** Text section **

%%

Coronary angioplasty, also called percutaneous coronary intervention, is a procedure used to open clogged heart arteries. Angioplasty involves temporarily inserting and inflating a tiny balloon where your artery is clogged to help widen the artery. It is often combined with the permanent placement of a small wire mesh tube called a stent to help keep the artery open and decrease its chance of narrowing again. Some stents are coated with medication to help keep your artery open (drug-eluting stents), while others are not (bare-metal stents).

Angioplasty can improve symptoms of blocked arteries, such as chest pain and shortness of breath and can also be used during a heart attack to quickly open a blocked artery and reduce the amount of damage to the heart. Learn more.

This is a procedure that uses X-ray imaging to view your heart’s blood vessels to find out if there is a restriction to the blood flow to the heart. During the procedure, a dye that is visible in an X-ray is injected into your artery to allow the vessels in the heart to become visible on X-ray.

The left main is the main artery that gives rise to two main branches of the heart artery. If the left main is blocked, about 2/3 of the heart muscle will lose its blood supply. The conventional treatment is bypass surgery, although angioplasty is an alternative treatment option if a bypass is not possible.

IVUS or intravascular ultrasound is a miniaturised ultrasound probe that can be placed into the heart arteries. This can help your cardiologist determine the severity of narrowing and the amount of cholesterol deposits within the wall of the artery. The results from an IVUS can give very specific information on the diameter and size of the artery, and can also be used to see if a stent is well placed and expanded within the artery. A well-placed and appropriately sized stent reduces the longer-term problems of renarrowing and clots.

Some artery narrowings have large deposits of calcium. In such cases, a device known as a rotablator may be required. This miniature “drill” is slowly advanced through the narrowing. Its metal tip coated with small diamond chips rotates at 160,000 rpm and reduces the calcium deposits to powder. Once the calcium is removed, stenting can be successfully carried out.

Acute angioplasty is performed to reduce damage to the heart muscle following a heart attack caused when a clot chokes up a pre-existing narrowing resulting in no blood flow to the heart muscle. It is the ideal treatment as it is able to restore blood flow in more than 90% of cases and can be done in a timely fashion. Factors such as age and the size of the heart attack can influence the risk during this procedure.

This is a wire the thickness of a hair that features a miniature pressure probe at its tip. It can help determine if the narrowing in an artery is compromising blood flow. It is placed before the narrowing in the artery and the pressure at this point is compared to a point in the artery beyond the narrowing to assess the pressure drop caused by the narrowing. If the pressure drop is greater than 20%, your cardiologist will recommend an angioplasty.

%%

Output the text about coronary angioplasty word for word, from "Coronary angioplasty, also" up to and including "not (bare-metal stents).".

** Record excerpts **

%%

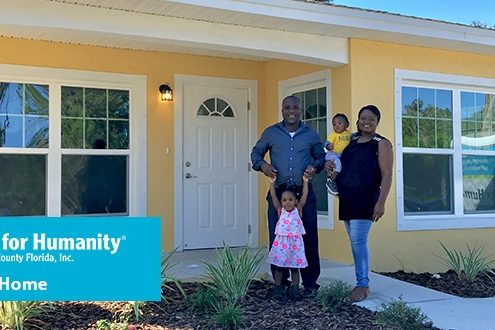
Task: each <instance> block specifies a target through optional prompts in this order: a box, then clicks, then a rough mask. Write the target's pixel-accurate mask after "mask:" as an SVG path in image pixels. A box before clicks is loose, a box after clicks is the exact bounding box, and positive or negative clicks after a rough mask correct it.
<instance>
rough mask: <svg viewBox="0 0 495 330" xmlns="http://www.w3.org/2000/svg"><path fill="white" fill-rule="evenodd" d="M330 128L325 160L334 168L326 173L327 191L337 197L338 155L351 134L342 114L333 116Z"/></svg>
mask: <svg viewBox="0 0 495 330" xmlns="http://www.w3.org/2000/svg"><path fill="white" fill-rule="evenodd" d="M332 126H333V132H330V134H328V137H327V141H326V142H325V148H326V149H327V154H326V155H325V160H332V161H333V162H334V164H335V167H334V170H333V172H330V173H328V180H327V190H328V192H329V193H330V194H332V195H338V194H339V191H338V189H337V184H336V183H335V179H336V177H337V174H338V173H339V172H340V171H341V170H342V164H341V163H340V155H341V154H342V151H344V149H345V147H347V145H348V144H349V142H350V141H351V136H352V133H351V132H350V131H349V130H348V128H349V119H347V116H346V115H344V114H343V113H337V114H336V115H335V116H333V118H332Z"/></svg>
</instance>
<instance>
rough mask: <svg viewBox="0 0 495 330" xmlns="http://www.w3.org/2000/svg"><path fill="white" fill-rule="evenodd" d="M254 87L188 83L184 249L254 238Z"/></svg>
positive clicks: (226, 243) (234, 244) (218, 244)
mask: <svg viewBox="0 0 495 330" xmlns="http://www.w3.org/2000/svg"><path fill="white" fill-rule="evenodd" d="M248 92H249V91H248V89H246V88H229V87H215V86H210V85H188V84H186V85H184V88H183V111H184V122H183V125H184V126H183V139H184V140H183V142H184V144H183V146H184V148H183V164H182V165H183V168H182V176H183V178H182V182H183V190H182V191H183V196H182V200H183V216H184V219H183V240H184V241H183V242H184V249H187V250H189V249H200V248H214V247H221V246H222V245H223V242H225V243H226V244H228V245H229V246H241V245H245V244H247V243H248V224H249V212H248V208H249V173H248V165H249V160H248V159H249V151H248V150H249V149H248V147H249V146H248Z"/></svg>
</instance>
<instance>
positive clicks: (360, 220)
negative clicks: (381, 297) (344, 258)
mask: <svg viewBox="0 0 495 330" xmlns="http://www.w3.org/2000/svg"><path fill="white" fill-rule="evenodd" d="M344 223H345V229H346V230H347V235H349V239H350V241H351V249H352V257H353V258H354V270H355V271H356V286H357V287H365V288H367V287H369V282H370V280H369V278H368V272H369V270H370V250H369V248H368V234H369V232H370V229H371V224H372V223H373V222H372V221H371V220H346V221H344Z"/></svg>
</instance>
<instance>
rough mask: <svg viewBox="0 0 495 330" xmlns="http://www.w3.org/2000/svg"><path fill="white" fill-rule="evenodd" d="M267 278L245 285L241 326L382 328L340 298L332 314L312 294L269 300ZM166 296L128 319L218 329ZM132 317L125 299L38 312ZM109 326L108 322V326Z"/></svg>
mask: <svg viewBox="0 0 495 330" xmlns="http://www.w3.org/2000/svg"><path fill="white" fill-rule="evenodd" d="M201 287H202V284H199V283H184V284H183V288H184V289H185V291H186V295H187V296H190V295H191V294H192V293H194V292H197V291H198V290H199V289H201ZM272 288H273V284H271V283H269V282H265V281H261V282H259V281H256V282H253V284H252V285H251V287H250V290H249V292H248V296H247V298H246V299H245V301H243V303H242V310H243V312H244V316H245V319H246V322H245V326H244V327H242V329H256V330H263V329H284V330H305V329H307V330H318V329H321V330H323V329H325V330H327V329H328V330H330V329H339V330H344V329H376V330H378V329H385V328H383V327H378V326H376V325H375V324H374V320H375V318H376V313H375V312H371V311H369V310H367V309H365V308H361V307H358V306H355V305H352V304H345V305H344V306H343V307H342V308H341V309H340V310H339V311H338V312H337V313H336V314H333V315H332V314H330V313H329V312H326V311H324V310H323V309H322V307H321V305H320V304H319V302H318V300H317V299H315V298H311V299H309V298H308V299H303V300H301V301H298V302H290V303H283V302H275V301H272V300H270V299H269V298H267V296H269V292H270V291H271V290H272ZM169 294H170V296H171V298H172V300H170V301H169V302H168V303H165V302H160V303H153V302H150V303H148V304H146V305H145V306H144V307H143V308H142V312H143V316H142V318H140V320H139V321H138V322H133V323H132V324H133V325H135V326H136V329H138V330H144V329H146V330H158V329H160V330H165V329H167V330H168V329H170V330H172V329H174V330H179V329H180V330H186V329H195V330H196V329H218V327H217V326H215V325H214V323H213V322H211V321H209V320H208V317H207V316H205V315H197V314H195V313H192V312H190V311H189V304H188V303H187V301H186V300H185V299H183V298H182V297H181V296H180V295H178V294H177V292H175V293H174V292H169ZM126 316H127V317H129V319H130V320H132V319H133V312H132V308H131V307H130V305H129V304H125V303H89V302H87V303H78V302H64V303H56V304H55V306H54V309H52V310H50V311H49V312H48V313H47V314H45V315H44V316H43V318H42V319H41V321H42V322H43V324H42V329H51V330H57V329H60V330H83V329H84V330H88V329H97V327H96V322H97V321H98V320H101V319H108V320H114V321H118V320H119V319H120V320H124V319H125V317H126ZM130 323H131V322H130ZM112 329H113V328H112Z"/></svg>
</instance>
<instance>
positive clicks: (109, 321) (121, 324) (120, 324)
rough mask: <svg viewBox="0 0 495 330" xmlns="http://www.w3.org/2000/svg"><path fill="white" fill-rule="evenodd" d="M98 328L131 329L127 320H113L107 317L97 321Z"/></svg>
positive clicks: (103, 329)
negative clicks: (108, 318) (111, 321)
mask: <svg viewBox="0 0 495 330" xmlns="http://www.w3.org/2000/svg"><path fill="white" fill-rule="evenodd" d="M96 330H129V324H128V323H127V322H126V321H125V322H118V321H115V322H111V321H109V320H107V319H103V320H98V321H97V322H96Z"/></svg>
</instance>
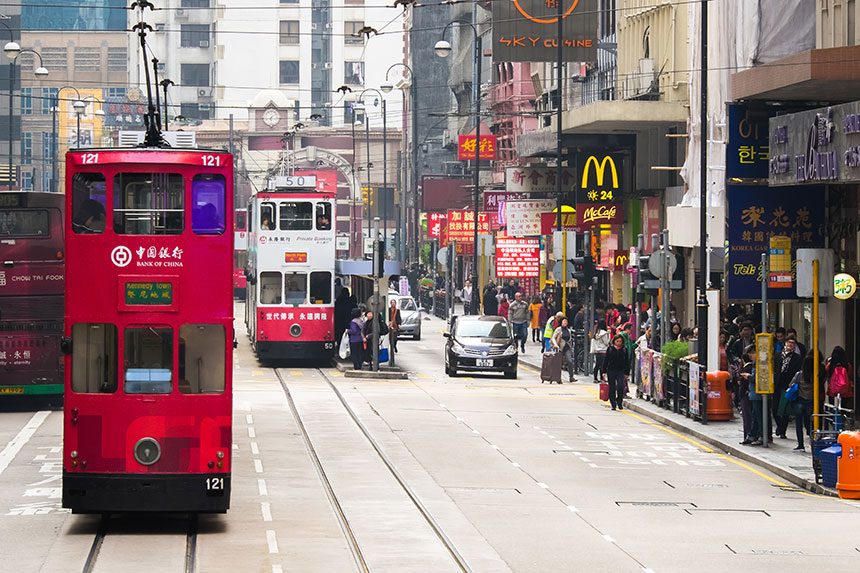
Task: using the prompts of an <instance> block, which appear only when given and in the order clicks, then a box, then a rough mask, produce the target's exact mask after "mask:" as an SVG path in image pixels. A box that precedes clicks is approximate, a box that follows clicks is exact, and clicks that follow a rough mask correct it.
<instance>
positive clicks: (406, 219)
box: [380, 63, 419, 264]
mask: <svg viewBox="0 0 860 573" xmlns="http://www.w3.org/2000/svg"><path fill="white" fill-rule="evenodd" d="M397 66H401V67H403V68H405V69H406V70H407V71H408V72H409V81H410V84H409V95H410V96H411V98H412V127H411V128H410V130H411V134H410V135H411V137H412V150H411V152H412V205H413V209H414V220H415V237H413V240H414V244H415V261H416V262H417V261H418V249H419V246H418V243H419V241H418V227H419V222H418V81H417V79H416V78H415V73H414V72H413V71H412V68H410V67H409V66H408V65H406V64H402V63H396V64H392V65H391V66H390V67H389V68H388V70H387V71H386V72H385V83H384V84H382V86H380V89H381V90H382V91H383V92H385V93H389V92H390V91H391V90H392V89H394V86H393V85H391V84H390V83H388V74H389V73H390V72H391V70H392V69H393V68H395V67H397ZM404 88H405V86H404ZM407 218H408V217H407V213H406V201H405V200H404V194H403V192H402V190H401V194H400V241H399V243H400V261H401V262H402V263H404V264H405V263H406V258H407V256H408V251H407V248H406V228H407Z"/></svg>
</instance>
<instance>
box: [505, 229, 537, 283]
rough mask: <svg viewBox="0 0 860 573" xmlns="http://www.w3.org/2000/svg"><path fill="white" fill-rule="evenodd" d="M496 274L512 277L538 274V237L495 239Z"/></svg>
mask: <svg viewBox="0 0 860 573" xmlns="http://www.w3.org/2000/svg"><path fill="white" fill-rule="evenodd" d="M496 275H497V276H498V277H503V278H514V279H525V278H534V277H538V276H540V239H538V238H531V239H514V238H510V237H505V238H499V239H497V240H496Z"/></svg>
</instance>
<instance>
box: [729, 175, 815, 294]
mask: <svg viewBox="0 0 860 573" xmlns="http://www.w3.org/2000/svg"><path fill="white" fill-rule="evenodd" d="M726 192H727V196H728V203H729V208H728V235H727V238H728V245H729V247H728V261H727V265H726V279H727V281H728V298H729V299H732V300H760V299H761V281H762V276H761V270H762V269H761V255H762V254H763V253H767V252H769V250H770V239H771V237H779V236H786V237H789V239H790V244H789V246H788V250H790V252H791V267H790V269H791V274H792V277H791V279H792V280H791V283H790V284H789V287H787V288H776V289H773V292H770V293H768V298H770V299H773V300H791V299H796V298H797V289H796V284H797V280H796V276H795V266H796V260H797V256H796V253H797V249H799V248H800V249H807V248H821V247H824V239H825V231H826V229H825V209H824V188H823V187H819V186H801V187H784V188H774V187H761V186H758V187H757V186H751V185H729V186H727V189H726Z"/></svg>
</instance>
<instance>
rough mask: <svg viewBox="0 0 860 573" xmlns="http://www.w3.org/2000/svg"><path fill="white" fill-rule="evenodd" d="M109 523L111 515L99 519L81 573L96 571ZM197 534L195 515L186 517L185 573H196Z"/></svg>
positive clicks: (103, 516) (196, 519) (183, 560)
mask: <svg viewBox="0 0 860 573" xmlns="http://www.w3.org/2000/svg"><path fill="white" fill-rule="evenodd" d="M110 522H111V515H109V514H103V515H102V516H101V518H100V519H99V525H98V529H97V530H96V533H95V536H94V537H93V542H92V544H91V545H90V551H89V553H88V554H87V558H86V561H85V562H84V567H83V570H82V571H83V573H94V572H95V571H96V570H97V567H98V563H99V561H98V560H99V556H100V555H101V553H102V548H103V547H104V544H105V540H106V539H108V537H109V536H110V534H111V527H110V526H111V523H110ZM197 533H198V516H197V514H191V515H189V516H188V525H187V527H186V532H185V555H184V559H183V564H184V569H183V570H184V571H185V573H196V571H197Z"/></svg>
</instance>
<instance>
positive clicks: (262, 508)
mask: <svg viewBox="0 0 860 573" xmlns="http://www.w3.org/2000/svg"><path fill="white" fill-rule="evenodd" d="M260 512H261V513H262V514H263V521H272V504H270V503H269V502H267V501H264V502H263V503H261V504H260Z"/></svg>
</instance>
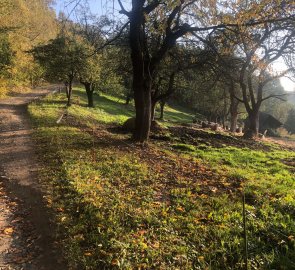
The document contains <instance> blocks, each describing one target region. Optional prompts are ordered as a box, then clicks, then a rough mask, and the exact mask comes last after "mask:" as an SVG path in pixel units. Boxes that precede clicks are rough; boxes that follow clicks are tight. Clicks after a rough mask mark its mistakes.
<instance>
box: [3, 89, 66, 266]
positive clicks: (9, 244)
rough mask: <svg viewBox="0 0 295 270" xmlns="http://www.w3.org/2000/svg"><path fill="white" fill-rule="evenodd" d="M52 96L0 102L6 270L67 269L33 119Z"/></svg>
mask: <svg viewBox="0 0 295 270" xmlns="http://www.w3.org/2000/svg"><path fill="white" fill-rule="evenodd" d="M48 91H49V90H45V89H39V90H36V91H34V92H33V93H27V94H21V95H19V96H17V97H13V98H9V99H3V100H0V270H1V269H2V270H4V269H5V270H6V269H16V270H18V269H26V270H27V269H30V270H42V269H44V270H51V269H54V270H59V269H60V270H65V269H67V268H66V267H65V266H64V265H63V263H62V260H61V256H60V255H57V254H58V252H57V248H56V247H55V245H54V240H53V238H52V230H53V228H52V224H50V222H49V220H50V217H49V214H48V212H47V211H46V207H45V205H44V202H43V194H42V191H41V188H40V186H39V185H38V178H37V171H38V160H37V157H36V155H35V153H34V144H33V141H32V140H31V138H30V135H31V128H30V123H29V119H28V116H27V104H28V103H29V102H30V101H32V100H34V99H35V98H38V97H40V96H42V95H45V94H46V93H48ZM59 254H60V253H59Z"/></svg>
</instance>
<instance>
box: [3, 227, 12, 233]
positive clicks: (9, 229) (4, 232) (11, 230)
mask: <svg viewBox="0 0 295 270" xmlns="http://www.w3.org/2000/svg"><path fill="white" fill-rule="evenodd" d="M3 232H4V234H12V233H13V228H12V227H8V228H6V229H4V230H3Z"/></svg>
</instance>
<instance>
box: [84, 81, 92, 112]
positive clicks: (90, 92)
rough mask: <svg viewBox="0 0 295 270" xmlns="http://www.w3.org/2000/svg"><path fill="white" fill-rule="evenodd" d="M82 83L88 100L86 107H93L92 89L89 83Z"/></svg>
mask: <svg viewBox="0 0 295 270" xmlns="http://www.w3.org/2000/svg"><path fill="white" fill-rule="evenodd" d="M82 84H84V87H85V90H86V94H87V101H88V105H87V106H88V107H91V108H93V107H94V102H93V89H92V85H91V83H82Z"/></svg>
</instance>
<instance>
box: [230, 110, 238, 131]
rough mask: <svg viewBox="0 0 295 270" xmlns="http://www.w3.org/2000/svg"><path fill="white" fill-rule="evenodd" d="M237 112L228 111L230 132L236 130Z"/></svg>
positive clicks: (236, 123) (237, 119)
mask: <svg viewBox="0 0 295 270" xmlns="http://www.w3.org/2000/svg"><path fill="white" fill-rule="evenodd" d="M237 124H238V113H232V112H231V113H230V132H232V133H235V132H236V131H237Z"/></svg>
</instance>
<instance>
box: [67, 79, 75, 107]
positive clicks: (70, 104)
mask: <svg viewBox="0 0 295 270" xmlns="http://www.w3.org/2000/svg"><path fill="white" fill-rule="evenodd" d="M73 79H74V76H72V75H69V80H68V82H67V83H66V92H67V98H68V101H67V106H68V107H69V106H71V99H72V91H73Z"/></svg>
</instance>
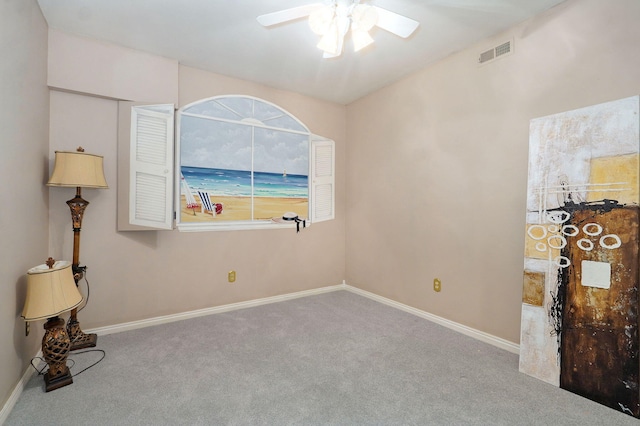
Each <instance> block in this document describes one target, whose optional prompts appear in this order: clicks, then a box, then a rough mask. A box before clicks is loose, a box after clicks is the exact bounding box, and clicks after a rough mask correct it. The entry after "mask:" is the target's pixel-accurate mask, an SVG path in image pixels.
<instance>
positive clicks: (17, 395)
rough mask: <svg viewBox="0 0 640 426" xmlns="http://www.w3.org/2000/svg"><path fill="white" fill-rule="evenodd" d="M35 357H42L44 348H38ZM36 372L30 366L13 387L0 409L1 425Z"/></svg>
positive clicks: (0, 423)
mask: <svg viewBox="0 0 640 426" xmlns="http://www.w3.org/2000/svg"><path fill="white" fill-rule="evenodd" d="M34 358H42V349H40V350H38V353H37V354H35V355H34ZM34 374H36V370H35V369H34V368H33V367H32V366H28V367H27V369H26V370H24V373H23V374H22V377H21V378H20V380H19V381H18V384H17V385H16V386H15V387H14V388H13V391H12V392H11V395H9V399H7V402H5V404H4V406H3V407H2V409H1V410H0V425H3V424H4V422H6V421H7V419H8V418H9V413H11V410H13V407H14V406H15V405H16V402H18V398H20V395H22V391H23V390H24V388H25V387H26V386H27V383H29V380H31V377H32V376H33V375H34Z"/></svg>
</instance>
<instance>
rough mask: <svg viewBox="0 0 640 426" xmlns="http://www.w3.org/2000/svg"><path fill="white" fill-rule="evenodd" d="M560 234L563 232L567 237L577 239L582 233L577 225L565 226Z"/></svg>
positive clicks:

%%

** Response area **
Coronary angioplasty, also called percutaneous coronary intervention, is a procedure used to open clogged heart arteries. Angioplasty involves temporarily inserting and inflating a tiny balloon where your artery is clogged to help widen the artery. It is often combined with the permanent placement of a small wire mesh tube called a stent to help keep the artery open and decrease its chance of narrowing again. Some stents are coated with medication to help keep your artery open (drug-eluting stents), while others are not (bare-metal stents).